[Boundary annotation entries]
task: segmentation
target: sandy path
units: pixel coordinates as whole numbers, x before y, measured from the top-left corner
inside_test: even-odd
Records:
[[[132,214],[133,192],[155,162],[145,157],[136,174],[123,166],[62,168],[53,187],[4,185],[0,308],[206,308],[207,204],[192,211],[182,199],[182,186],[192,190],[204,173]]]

THE PROBLEM → Rewrite the entries above, changing "sandy path" to "gravel path" and leaving everything else as it is.

THE REPLY →
task: segmentation
target: gravel path
units: pixel coordinates as whole numbers, x before y, measured from the top-left corner
inside_test: even-odd
Records:
[[[132,214],[133,192],[155,162],[145,157],[136,174],[123,166],[62,168],[53,187],[4,185],[0,308],[206,308],[207,204],[192,211],[182,199],[182,186],[192,190],[204,173]]]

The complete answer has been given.